> Stated goal A:
According to the selected text, what is not needed to obtain the main result on feasible pay-off regions?

> Selected text:

Suppose that (p₀, p*) and (q₀, q*) are reactive learning strategies for X and Y , respectively. These strategies generate a Markov chain on the (infinite) space {C, D}² × [0, 1]² with transition probabilities between ((x, y), (σ_X, σ_Y)), ((x′, y′), (p*_{σ_Xy}, q*_{σ_Yx}))∈ {C, D}² × [0, 1]² given by

P_{((x, y), (σ_{X}, σ_{Y})) \to ((x^{'}, y^{'}), (p_{σ_{X} y}^{*}, q_{σ_{Y} x}^{*}))} := {\begin{cases} p_{σ_{X} y}^{*} q_{σ_{Y} x}^{*} & x^{'} = C, y^{'} = C, \\ p_{σ_{X} y}^{*} (1 - q_{σ_{Y} x}^{*}) & x^{'} = C, y^{'} = D, \\ (1 - p_{σ_{X} y}^{*}) q_{σ_{Y} x}^{*} & x^{'} = D, y^{'} = C, \\ (1 - p_{σ_{X} y}^{*}) (1 - q_{σ_{Y} x}^{*}) & x^{'} = D, y^{'} = D . \end{cases}

3.7

To simplify notation, we can also denote the right-hand side of this equation by p*_{σ_Xy}(x′)q*_{σ_Yx}(y′).

If ν is a stationary distribution of this chain, then, for any ((x, y), (σ_X, σ_Y))∈{C, D}² × [0, 1]²,

\begin{aligned} ν ((x, y), (σ_{X}, σ_{Y})) & = \int_{\begin{matrix} ((x^{'}, y^{'}), (σ_{X}^{'}, σ_{Y}^{'})) \\ (p_{σ_{X}^{'} y^{'}}^{*}, q_{σ_{Y}^{'} x^{'}}^{*}) = (σ_{X}, σ_{Y}) \end{matrix}} P_{((x^{'}, y^{'}), (σ_{X}^{'}, σ_{Y}^{'})) \to ((x, y), (σ_{X}, σ_{Y}))} d ν ((x^{'}, y^{'}), (σ_{X}^{'}, σ_{Y}^{'})) \\ = \int_{\begin{matrix} ((x^{'}, y^{'}), (σ_{X}^{'}, σ_{Y}^{'})) \\ (p_{σ_{X}^{'} y^{'}}^{*}, q_{σ_{Y}^{'} x^{'}}^{*}) = (σ_{X}, σ_{Y}) \end{matrix}} σ_{X} (x) σ_{Y} (y) d ν ((x^{'}, y^{'}), (σ_{X}^{'}, σ_{Y}^{'})) . \end{aligned}

3.8

In general, ν is difficult to give explicitly. However, it is possible to understand the marginal distributions on σ_X and σ_Y in more detail (see appendix A). In any case, having an explicit formula for ν is not necessary for obtaining our main result on feasible pay-off regions, which we turn to in the next section.

> Supplied material:
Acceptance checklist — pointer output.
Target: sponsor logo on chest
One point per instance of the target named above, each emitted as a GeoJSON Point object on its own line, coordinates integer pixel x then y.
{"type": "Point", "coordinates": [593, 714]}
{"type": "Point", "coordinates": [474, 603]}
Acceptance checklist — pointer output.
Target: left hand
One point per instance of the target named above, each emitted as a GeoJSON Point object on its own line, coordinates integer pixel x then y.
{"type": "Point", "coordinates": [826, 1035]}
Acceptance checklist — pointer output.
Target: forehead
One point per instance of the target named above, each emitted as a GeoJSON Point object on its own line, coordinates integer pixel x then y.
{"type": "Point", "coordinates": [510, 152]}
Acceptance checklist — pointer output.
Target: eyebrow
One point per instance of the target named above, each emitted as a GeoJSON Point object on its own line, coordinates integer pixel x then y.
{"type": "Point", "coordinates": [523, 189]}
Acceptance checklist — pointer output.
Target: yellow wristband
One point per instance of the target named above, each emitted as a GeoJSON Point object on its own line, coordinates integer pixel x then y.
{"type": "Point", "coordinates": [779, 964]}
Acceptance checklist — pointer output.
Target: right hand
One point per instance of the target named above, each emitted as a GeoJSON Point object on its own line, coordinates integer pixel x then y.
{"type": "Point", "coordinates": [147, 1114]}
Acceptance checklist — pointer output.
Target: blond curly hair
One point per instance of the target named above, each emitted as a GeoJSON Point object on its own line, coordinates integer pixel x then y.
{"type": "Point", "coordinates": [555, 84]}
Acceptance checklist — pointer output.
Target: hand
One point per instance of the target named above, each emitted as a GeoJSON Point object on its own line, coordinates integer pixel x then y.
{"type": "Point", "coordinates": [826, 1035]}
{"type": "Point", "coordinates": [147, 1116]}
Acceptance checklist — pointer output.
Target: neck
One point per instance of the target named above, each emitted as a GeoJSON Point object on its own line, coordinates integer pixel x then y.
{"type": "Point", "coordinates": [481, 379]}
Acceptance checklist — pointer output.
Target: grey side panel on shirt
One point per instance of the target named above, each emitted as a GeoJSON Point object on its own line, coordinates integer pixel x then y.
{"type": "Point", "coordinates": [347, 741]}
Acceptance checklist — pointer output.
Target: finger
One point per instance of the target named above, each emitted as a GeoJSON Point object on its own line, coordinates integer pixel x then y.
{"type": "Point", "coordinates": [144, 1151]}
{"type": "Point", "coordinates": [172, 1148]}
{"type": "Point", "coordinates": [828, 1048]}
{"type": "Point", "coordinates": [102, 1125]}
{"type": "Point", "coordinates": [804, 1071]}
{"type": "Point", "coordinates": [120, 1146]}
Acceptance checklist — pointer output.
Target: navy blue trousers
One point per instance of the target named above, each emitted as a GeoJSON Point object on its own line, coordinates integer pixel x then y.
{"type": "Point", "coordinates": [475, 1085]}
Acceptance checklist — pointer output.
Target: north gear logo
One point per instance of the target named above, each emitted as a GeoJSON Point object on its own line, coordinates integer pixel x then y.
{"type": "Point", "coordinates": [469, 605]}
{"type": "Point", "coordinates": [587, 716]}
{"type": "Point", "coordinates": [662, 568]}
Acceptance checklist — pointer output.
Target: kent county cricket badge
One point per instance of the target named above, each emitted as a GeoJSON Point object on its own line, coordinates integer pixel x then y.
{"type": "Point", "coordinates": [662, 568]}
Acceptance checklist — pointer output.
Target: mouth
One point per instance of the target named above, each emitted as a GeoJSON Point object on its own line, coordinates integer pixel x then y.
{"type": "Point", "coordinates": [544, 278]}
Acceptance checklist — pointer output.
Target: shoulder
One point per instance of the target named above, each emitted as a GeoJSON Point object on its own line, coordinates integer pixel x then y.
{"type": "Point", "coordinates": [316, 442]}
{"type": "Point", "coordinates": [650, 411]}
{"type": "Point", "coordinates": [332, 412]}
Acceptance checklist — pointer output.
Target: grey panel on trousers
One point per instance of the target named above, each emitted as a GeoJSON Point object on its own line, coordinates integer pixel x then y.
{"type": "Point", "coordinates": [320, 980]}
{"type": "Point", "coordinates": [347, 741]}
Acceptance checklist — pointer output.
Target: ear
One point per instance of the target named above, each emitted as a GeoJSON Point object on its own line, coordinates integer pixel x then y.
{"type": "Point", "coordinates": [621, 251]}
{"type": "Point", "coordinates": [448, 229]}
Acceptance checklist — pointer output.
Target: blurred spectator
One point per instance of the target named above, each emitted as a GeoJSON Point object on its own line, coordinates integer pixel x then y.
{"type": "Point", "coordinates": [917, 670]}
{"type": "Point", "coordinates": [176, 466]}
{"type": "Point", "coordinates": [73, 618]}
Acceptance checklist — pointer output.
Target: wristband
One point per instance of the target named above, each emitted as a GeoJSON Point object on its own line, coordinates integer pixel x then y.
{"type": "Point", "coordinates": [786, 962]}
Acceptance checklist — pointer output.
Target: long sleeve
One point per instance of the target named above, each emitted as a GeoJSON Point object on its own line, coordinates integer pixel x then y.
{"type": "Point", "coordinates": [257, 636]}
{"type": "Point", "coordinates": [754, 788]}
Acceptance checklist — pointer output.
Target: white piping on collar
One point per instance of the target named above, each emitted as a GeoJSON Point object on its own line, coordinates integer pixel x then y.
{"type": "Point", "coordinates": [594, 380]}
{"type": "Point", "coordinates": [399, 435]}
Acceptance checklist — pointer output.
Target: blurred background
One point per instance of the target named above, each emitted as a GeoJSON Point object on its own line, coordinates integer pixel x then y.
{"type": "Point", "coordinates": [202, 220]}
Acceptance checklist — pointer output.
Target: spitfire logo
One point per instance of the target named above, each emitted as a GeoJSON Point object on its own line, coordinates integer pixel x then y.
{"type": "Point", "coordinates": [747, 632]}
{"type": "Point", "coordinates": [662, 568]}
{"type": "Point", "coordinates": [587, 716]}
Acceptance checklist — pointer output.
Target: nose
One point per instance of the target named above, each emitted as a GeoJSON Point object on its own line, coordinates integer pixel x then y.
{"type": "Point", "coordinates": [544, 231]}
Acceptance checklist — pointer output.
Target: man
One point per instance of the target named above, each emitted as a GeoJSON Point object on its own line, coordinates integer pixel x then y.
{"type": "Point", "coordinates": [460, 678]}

> Stated goal B:
Show every line of the listing that contains the string "wristband", treating uppercase and lowercase as different.

> Full answer A:
An explicit formula for ν.

> Full answer B:
Target: yellow wristband
Target: wristband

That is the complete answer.